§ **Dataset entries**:
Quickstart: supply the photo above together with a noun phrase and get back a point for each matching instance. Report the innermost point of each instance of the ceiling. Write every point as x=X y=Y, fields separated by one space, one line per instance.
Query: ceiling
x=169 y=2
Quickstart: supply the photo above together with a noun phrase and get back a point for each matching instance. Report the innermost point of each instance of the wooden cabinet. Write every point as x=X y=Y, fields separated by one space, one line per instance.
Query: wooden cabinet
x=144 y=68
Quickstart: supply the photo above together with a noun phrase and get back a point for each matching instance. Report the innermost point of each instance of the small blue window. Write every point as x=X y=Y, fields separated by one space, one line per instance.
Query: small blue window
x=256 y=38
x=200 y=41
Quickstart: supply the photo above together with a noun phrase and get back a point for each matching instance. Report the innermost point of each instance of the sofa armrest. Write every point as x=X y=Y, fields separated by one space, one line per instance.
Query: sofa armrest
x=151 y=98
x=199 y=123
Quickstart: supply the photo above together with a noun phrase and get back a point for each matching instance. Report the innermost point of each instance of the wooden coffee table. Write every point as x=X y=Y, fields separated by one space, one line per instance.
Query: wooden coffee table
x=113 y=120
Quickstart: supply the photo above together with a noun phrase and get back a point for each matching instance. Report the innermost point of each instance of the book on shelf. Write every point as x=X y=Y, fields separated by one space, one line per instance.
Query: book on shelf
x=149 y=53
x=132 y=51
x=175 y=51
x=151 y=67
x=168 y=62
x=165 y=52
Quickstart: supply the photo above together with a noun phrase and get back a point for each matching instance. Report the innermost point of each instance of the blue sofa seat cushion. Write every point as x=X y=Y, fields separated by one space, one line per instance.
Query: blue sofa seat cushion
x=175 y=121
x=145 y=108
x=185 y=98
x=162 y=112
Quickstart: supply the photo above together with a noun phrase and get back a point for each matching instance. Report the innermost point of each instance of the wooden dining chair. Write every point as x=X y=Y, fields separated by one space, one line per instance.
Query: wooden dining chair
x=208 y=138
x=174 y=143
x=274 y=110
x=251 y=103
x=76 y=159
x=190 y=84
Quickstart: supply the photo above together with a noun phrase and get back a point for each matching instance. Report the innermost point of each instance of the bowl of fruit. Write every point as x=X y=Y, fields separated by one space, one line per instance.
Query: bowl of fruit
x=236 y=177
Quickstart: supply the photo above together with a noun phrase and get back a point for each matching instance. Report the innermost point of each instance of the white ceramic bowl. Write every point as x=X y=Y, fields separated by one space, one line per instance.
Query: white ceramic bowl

§ **EXERCISE AIM**: Print the data above again, with nothing altered and nothing left out.

§ **OUTPUT FOR THIS TASK**:
Quickstart: supply the photo above together with a noun phrase and get back a point for each matching instance. Report the innermost point of each instance of the ceiling. Write every point as x=X y=Y, fields separated by one space, one line per instance.
Query: ceiling
x=169 y=2
Quickstart: supply the photo above together with a noun phrase and get back a point for each matching instance. Report the innermost point of each instance of the wooden cabinet. Write every point as x=X y=Y, fields separated by one space, one line per instance.
Query: wooden cabinet
x=144 y=68
Quickstart: supply the photo above together with a noun phrase and get back a point for each matching instance. Report the innermost point of each instance of the small blue window. Write every point as x=X y=Y, fields separated by one space, one line per instance.
Query: small blue window
x=256 y=38
x=200 y=41
Quickstart: supply the photo above together with a noun phrase and get back a point for each matching instance. Report the innermost point of each instance of the sofa armrest. Write every point as x=X y=Y, fields separated by one space, one line per instance.
Query: sofa armrest
x=151 y=98
x=199 y=123
Quickstart: supply the photo above together with a noun phrase and get back a point for each matching instance. Report the innermost point of each instance of the wooden coffee table. Write every point as x=X y=Y, fields separated by one space, one line per instance.
Query: wooden coffee table
x=113 y=120
Quickstart: supply the photo above together with a noun phrase and get back a point for each matching instance. Report the innermost point of each instance of the book on shelf. Write every point as x=X y=Y, fields separated by one space, one line per instance.
Query: book on shelf
x=149 y=53
x=132 y=51
x=175 y=51
x=151 y=67
x=168 y=62
x=165 y=52
Quickstart: supply the photo above together with a noun phrase and get back a point for each matching instance. Report the innermost point of each instance of the blue sofa seat cushion. Write every point as x=X y=Y, fields separated by one space, one line per instance.
Query: blue sofa seat cushion
x=175 y=121
x=145 y=108
x=185 y=98
x=162 y=112
Quickstart: supply the photo above together with a noun phrase and get back a point for each matching instance. Report the innermost point of each instance of the wooden dining chair. Write every point as x=X y=Y, fields separated by one space, one line per instance.
Query: wooden dining chair
x=208 y=138
x=174 y=143
x=274 y=110
x=251 y=103
x=76 y=159
x=190 y=84
Quickstart: supply the photo above together with a noun phrase and get back a point for each matching instance. Report the innermost point of each instance of the bowl of fruit. Write every point as x=X y=Y, fields separated by one space, one line per instance.
Query: bowl of fruit
x=236 y=177
Quickstart: supply the photo above together with a noun phrase and get back a point for each matching instance. Report the innermost point of each instance of the white ceramic bowl. Write every point as x=X y=Y, fields separated by one space, one line per instance.
Query: white ceramic bowl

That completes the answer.